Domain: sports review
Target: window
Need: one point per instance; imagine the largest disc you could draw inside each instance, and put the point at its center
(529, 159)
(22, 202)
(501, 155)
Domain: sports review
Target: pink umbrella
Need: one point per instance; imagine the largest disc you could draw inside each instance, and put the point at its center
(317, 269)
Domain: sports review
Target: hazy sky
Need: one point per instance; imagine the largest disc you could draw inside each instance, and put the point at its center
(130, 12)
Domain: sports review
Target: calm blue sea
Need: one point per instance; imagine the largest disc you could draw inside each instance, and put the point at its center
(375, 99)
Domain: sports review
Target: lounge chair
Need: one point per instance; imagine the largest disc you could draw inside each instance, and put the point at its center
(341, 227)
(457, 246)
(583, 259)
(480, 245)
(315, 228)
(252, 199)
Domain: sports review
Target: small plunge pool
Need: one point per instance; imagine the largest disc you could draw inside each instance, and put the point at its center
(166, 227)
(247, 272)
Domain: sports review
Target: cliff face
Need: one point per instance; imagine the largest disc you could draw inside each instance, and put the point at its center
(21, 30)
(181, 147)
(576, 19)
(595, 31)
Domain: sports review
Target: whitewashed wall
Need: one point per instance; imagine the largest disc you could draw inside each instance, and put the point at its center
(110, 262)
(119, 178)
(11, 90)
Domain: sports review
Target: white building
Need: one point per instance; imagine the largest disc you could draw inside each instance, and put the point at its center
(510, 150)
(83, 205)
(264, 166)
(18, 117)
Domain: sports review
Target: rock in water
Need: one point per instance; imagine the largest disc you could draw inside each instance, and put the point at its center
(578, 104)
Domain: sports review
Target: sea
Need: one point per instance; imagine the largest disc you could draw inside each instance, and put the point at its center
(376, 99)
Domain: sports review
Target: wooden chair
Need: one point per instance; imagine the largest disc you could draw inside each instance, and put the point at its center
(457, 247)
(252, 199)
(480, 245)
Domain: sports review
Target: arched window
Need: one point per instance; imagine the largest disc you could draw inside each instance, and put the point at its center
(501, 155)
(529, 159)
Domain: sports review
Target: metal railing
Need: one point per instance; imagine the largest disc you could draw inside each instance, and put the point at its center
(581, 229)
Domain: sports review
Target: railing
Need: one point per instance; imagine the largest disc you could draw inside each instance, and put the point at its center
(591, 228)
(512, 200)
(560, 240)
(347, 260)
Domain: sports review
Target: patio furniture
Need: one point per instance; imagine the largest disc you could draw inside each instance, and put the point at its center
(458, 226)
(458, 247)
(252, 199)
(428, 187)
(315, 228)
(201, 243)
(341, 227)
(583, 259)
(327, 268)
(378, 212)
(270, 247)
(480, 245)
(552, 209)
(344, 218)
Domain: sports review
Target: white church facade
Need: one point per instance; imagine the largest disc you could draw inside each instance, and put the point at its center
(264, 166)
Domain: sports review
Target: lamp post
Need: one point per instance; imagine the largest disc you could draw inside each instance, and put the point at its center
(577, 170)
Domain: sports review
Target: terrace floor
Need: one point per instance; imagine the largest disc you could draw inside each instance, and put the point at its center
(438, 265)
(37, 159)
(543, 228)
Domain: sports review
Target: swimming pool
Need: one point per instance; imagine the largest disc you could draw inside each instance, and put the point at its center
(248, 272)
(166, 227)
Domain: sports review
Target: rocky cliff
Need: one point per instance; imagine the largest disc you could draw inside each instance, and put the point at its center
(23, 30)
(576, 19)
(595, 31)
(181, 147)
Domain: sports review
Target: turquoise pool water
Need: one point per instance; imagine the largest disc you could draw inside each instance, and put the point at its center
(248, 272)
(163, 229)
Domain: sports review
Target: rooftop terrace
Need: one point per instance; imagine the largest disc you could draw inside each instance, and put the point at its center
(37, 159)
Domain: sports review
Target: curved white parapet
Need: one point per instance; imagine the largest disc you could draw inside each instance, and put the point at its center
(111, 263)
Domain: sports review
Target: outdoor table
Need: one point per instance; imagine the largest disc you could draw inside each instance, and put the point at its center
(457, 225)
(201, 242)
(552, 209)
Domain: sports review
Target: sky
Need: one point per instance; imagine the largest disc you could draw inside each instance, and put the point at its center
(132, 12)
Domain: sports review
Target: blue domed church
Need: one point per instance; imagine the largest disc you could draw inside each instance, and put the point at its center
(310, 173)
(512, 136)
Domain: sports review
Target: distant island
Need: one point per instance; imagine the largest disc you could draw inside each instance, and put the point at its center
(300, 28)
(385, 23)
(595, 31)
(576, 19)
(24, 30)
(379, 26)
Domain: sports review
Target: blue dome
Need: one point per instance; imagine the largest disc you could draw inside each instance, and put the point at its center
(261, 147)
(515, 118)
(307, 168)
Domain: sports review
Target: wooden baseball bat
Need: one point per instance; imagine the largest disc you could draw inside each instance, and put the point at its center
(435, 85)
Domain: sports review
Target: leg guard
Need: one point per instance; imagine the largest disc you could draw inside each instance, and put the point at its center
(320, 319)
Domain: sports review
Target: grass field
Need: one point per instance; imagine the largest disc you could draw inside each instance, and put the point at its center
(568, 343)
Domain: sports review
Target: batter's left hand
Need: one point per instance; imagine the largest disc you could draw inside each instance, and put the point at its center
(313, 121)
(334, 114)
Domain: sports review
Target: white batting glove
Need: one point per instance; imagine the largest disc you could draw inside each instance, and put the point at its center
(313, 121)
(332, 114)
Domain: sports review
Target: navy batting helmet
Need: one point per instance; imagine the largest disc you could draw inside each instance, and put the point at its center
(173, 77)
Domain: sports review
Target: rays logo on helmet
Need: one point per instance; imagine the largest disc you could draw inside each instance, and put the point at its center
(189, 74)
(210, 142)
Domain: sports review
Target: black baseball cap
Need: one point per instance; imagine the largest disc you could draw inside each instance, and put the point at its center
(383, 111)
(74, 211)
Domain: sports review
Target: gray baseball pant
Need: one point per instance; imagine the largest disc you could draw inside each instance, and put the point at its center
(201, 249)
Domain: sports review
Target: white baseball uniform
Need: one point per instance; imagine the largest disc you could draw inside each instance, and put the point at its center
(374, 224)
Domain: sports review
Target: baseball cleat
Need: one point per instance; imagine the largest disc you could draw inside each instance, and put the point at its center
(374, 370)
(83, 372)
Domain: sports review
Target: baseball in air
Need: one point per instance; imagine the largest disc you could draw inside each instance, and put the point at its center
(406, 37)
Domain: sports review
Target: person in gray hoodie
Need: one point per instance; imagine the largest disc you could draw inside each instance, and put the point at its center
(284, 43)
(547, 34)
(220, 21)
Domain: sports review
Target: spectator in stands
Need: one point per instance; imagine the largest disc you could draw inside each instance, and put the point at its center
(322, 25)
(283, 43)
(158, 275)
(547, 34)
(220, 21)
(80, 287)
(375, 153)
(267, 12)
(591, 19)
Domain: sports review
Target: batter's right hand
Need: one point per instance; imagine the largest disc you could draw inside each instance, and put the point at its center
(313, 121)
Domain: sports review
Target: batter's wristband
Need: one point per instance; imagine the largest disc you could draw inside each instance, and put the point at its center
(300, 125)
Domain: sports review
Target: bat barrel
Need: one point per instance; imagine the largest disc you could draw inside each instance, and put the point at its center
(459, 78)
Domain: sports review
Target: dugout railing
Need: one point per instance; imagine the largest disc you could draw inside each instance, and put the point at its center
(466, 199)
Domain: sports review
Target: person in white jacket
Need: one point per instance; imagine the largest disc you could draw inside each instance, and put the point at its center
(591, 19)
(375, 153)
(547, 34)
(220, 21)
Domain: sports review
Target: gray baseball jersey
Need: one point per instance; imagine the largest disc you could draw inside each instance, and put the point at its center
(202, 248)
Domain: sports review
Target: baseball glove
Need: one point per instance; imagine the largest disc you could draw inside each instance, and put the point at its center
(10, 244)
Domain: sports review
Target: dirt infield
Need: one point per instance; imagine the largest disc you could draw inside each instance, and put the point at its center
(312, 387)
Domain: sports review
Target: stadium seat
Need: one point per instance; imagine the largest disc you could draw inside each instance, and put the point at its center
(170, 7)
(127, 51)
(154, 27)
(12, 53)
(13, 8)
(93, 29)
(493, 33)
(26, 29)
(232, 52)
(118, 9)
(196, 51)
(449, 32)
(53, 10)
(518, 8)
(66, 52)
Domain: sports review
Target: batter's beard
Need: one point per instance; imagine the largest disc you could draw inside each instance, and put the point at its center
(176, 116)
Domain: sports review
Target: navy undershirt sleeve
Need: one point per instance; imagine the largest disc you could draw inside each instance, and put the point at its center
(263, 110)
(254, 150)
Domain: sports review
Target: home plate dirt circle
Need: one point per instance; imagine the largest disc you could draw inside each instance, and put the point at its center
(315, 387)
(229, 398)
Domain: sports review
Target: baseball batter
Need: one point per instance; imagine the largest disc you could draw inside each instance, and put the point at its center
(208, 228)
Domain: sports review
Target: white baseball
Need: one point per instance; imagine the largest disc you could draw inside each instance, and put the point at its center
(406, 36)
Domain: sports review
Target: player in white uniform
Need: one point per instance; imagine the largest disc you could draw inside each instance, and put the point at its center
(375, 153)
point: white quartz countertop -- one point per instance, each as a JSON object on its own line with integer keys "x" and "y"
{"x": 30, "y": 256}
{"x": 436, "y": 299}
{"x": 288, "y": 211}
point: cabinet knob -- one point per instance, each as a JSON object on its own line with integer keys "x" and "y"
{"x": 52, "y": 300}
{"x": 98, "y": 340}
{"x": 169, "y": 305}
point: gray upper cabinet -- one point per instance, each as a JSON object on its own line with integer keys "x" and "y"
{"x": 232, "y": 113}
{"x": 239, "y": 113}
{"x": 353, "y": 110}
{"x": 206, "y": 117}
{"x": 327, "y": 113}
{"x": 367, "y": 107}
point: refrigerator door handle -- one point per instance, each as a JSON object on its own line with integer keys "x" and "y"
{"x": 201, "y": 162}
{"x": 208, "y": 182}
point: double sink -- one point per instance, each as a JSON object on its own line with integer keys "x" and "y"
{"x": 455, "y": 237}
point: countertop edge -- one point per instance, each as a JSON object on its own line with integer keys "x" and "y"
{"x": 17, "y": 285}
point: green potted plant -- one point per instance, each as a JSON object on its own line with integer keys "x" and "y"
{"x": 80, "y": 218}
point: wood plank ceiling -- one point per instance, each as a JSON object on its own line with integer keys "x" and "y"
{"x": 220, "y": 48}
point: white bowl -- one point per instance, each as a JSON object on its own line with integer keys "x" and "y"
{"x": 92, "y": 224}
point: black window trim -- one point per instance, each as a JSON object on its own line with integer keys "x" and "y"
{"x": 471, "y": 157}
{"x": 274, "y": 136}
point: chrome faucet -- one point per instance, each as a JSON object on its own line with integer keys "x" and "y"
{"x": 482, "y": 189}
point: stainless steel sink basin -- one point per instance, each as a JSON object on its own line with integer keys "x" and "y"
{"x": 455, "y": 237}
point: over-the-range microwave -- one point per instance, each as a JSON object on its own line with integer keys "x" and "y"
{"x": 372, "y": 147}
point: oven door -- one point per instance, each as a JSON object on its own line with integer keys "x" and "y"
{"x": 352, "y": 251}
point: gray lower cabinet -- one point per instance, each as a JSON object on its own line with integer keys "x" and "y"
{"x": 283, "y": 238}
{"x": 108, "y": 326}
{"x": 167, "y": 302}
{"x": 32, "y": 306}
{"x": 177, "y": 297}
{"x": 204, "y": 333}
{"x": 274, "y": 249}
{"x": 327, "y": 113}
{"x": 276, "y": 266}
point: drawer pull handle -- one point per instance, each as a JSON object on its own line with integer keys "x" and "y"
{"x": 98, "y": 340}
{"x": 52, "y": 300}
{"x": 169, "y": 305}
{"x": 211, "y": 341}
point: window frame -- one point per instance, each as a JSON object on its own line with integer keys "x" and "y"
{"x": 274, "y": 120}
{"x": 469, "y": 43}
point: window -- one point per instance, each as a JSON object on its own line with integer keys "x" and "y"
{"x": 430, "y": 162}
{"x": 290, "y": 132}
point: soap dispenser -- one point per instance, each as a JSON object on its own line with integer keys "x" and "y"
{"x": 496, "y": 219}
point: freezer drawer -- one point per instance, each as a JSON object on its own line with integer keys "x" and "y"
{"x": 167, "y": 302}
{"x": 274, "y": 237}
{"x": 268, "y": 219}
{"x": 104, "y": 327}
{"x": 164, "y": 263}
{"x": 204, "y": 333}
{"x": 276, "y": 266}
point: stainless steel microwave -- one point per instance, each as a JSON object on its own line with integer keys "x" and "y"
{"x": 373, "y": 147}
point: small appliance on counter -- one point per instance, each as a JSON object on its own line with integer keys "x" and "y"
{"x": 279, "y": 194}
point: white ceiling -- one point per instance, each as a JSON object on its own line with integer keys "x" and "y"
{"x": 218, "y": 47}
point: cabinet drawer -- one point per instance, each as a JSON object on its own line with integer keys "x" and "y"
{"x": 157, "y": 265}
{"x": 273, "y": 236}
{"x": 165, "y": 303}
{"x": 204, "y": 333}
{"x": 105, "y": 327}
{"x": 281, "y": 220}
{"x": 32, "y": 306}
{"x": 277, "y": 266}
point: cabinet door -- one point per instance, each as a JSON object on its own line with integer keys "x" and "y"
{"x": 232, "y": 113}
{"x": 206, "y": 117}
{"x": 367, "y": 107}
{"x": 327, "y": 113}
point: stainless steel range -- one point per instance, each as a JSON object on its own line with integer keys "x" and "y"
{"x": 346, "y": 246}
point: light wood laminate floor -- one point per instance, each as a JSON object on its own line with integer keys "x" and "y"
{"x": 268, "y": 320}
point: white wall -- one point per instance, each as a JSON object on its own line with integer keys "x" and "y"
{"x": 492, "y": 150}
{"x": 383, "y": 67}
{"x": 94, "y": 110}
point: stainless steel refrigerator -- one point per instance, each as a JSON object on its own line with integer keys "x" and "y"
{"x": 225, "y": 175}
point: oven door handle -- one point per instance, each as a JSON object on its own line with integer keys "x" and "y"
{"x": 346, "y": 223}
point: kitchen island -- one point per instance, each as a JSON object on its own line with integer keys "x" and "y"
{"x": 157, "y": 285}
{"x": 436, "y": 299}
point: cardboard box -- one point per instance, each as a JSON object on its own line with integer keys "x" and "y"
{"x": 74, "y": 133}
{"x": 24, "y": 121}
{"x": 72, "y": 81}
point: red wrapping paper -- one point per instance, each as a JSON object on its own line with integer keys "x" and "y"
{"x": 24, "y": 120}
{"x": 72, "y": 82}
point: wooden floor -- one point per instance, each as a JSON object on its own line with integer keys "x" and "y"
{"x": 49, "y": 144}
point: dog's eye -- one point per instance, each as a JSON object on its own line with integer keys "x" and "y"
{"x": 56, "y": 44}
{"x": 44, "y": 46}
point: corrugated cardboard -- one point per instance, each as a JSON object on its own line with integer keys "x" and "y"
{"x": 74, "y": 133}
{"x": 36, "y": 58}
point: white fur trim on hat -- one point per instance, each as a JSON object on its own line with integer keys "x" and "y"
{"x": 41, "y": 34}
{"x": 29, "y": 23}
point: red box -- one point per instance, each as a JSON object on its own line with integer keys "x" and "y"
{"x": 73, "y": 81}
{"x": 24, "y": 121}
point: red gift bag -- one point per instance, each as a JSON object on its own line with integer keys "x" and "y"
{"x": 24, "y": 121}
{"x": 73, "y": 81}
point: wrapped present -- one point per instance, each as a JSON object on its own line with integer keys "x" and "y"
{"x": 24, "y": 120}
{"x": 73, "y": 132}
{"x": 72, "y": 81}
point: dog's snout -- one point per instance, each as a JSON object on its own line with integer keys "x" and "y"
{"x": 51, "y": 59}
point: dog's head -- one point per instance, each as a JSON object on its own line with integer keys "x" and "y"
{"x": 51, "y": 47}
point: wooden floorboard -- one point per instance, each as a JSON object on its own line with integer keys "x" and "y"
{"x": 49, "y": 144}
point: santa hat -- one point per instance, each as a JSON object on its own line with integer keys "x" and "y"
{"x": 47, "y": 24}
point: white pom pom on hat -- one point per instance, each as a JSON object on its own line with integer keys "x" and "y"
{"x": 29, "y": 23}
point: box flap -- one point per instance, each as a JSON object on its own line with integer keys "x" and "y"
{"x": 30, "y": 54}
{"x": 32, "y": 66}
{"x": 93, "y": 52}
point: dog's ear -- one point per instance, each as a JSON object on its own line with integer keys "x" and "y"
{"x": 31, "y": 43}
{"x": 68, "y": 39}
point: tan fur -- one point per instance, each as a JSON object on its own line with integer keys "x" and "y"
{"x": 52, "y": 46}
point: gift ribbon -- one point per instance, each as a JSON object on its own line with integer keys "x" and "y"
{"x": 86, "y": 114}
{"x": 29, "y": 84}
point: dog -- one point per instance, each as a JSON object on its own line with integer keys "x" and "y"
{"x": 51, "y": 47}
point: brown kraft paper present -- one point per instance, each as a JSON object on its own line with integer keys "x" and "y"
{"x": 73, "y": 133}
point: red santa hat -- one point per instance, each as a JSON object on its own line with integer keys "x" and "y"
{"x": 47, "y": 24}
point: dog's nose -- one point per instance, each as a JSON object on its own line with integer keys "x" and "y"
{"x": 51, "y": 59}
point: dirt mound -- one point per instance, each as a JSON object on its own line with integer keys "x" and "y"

→ **Requirement**
Write down again the exact lines running from the beginning of the data to the line containing "Target: rock in water", with both ends included.

→ **Task solution**
Domain: sports review
Target: window
Need: one point per instance; imagine the largest disc you could draw inside each instance, and put the point at its center
(529, 159)
(22, 202)
(501, 155)
Domain: sports review
Target: pink umbrella
Need: one point per instance; imagine the largest disc you could draw inside each instance, and put the point at its center
(317, 269)
Domain: sports review
Target: hazy sky
Need: one point per instance; imagine the largest disc you could draw inside each instance, and put the point at its center
(130, 12)
Domain: sports review
Target: calm blue sea
Need: one point per instance; imagine the largest disc you could draw inside each instance, and put the point at its center
(375, 99)
Domain: sports review
Target: lounge chair
Need: one point per instance; imagine the largest disc you could draw inside each instance, and put the point at its center
(341, 227)
(457, 246)
(583, 259)
(480, 245)
(315, 228)
(252, 199)
Domain: sports review
Target: small plunge pool
Need: one point per instance; imagine the largest disc you could draw inside each instance, and put the point at its center
(166, 227)
(247, 272)
Domain: sports review
Target: cliff face
Need: one point per instance; imagine the largest disc you could draw inside each instance, and put the point at its center
(21, 30)
(181, 147)
(576, 19)
(595, 31)
Domain: sports review
Target: whitewashed wall
Need: one point per instance; imagine the largest disc you could draw inside each instance, and put the point at its center
(110, 262)
(119, 178)
(11, 90)
Domain: sports review
Target: white building
Need: one point per instance; imagine the largest disc you could draw inside each instance, and put the point at its center
(510, 150)
(83, 205)
(264, 166)
(18, 117)
Domain: sports review
Target: rock in water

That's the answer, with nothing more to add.